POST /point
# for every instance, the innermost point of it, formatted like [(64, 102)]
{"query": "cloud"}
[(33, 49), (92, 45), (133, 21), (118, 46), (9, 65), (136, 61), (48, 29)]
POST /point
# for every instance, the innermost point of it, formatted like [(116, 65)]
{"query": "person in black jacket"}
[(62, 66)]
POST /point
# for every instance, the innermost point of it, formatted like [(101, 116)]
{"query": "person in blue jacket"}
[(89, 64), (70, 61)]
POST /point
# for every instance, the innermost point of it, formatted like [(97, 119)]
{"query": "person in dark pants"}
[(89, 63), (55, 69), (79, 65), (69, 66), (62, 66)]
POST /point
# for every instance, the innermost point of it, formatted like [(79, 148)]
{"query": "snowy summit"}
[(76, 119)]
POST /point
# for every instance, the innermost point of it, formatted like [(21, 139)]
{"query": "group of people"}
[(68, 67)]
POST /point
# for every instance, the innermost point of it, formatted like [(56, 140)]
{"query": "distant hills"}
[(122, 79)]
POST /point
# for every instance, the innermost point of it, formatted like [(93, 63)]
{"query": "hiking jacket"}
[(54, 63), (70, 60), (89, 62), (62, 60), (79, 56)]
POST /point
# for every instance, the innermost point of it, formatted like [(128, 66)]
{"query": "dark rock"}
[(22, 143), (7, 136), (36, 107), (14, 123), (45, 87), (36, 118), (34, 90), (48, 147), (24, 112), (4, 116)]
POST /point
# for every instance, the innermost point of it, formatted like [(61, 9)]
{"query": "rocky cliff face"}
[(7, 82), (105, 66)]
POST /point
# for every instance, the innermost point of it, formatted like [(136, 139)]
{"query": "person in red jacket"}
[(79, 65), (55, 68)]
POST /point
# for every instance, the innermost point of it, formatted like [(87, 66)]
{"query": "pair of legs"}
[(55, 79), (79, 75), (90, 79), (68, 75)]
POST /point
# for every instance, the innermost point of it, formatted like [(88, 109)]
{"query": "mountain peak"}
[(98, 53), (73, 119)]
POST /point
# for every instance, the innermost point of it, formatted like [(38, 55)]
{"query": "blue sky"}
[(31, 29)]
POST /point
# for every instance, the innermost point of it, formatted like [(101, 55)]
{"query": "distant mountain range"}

### Problem statement
Retype all of the items above, character for character.

### Result of the task
POST /point
# for every instance, the innermost point of it, formatted like [(64, 102)]
{"query": "cloud"}
[(33, 49), (92, 45), (133, 21), (118, 46), (9, 65), (136, 61), (48, 29)]
POST /point
# for every instance, the innermost point of it, formatted like [(116, 65)]
{"query": "person in black jacket"}
[(62, 66)]
POST /point
# for every instance, the innermost point of it, formatted like [(101, 116)]
{"query": "person in blue jacket"}
[(89, 64), (70, 61)]
POST /point
# for every instance, the innermost point of it, formatted like [(97, 119)]
{"query": "person in dark pants"}
[(89, 63), (55, 69), (79, 65), (69, 66), (62, 66)]
POST /point
# for every instance, the innermost point of it, formatted like [(79, 148)]
{"query": "snowy summit"}
[(76, 119)]
POST /point
# for every instance, the innermost point of it, formatted like [(21, 139)]
{"query": "group of people"}
[(68, 67)]
POST /point
# for every instance, the innermost point of it, formatted like [(56, 140)]
{"query": "distant hills"}
[(122, 79)]
POST /point
# for every instance, the innermost point of it, formatted like [(93, 63)]
{"query": "hiking jacket"}
[(54, 63), (70, 60), (89, 62), (62, 60), (79, 56)]
POST /point
# for every instance, the innermost point of it, formatted like [(128, 66)]
{"query": "dark rock"}
[(22, 143), (7, 136), (36, 107), (14, 123), (45, 87), (36, 118), (34, 90), (48, 147), (24, 112), (4, 116)]
POST /point
# for every instance, the innermost point of it, formatted like [(61, 9)]
{"query": "rocky cliff face"}
[(7, 82), (105, 66)]
POST /point
# for every instance, the innermost point of it, formatted like [(136, 139)]
{"query": "person in red jacket"}
[(79, 65), (55, 68)]
POST /point
# for every instance, the innermost point of it, formatted like [(87, 66)]
{"query": "pair of legs"}
[(55, 79), (79, 75), (90, 79), (68, 75)]
POST /point
# for every instance, the innermost point of it, formatted like [(88, 109)]
{"query": "mountain peak"}
[(98, 53), (73, 119)]
POST /point
# for every instance, the innermost point of it, formatted like [(38, 55)]
{"query": "blue sky"}
[(31, 29)]
POST /point
# for every instance, the innermost point of it, formatted like [(101, 55)]
{"query": "distant mountain range"}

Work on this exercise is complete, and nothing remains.